What is needed >> Decide whether each of the following statements agrees with the Foxcatcher review below, answering yes or no and quoting the deciding words of the review. 1. The film runs 134 minutes. 2. Mark Schultz persuades his brother Dave to move to Foxcatcher Farm as well. 3. Foxcatcher Farm is located in Pennsylvania.

Selected text >>

Foxcatcher (2014)

134 min. Director: Bennett Miller. Cast: Channing Tatum, Mark Ruffalo, Steve Carell, Vanessa Redgrave.

From the stranger-than-fiction department comes the true-crime story Foxcatcher, a disturbing meditation on madness enabled, by money, to run rampant. Adapted by screenwriters E. Max Frye (Something Wild) and Dan Futterman for director Bennett Miller (the latter two respectively an Oscar winner and nominee for Capote), Foxcatcher quietly but firmly interprets the disturbing story of millionaire John du Pont through bifocal lenses of American dreaming and the sexual fantasies made accessible by wealth.

The film's early scenes, set in 1987, establish Olympic gold medalist Mark Schultz (Channing Tatum) as a lonely, lost soul with an inferiority complex, feeling always in the shadow of his brother and fellow gold medalist Dave (Mark Ruffalo). When eccentric chemical-corporation heir du Pont comes calling on Mark, massaging his ego ("You're more than Dave Schultz's little brother...it's your time now") and offering monetary and moral support for upcoming World Championship and Olympic bids, Mark gets past his uneasiness. Though failing to convince his brother to do the same, Mark resettles on du Pont's Foxcatcher Farm in Pennsylvania, to train and anchor "Team Foxcatcher."

Provided data >>
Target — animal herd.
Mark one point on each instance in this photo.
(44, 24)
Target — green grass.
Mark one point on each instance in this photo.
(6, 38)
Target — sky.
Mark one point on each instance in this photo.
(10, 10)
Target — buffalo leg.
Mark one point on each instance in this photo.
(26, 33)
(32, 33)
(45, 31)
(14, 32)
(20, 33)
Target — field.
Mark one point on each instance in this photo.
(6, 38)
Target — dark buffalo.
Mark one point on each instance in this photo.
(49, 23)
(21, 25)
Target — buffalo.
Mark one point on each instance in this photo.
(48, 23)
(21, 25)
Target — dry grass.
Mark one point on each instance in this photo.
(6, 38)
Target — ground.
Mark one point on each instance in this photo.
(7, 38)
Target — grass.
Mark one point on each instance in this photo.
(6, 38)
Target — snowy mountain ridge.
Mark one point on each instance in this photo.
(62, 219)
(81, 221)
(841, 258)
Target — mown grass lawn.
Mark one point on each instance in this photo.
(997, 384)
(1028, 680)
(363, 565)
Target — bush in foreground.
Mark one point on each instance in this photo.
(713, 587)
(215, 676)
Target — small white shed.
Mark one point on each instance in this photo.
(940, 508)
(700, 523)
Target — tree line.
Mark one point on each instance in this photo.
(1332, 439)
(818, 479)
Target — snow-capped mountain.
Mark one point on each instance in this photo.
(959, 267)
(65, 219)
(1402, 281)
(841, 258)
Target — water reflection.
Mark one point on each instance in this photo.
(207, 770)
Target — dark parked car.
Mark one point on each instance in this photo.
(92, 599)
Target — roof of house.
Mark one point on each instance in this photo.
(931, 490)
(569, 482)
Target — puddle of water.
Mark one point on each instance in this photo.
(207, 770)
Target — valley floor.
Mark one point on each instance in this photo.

Exercise result >>
1. Yes: "134 min."
2. No: "Though failing to convince his brother to do the same"
3. Yes: "Mark resettles on du Pont's Foxcatcher Farm in Pennsylvania"